**What you will do**
Without the pictures, copy all the entries below exactly.

**Exercise input**

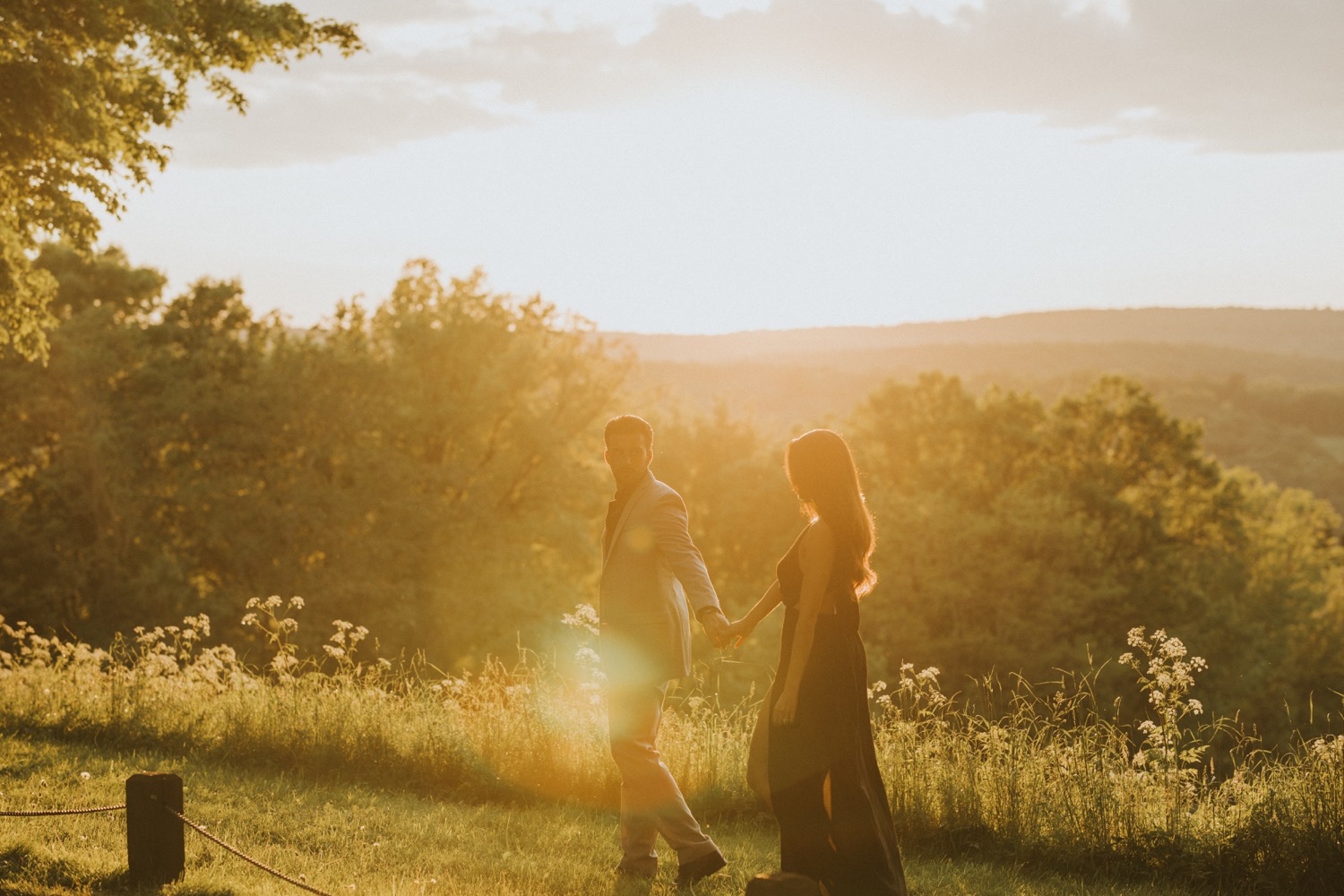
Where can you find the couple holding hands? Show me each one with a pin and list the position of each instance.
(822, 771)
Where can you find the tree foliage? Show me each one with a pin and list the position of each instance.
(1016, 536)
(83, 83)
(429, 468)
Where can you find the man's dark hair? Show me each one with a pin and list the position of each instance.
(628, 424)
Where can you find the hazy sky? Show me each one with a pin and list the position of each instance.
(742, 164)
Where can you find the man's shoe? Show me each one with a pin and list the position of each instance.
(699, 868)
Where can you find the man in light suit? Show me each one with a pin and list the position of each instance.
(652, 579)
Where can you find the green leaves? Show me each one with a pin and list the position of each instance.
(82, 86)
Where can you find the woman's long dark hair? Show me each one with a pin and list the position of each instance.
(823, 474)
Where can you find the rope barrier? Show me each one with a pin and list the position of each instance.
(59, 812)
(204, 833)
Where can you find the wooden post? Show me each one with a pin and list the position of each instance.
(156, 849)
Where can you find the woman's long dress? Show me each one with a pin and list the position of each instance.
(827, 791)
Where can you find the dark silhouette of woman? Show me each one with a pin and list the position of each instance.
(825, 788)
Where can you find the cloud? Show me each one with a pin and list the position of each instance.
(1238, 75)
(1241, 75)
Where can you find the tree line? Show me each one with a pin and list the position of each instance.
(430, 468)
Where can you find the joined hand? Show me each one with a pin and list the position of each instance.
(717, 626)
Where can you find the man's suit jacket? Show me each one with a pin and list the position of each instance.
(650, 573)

**Result of this exercise**
Where can you find the couple holding hands? Show me each one with a pin and list the position of each instance.
(822, 771)
Where can you find the tree foliage? Show me each one with a pin and list the position of each instance.
(1016, 536)
(83, 83)
(429, 468)
Where can you find the man's dark hair? Show me each one with a pin and list the position of each instance.
(628, 424)
Where can you find the hazy sky? Show me each one with a pin and list the position of each instance.
(742, 164)
Where can you find the man's shoe? Show me each one with a pin and list the position of each instance.
(699, 868)
Where can you find the man in light suit? Show me each one with a pin and list the position of each instance.
(652, 579)
Where can you find the green leaves? Show me each one with a pin and list the position of each instance.
(82, 86)
Where can you find the woman's long dark hair? Show me each one with a pin and list the position of each instance.
(823, 474)
Where can you find the rope barrier? Show me each one with a pin and list the position of each instance.
(59, 812)
(204, 833)
Where can you find the wooden post? Show me each one with a pin and list the position of each instance.
(156, 849)
Where can you find the woman's long dress? Show me each one with a pin and list the position of each instance.
(827, 791)
Where can you find the dark silhouette of woman? Show me each one with a pin and list the position of each instance.
(825, 788)
Where can you find the cloud? Show me each one with a pin and list the position of each instance.
(1238, 75)
(1241, 75)
Where can you find the tree line? Show me each one with a pin and list the position of each instance.
(430, 468)
Where can you find the joined hand? Show me each one with a pin and list the position of each instance.
(717, 626)
Where can you find the man's suit jacket? Show me each one with a pin and list the position of each instance.
(650, 573)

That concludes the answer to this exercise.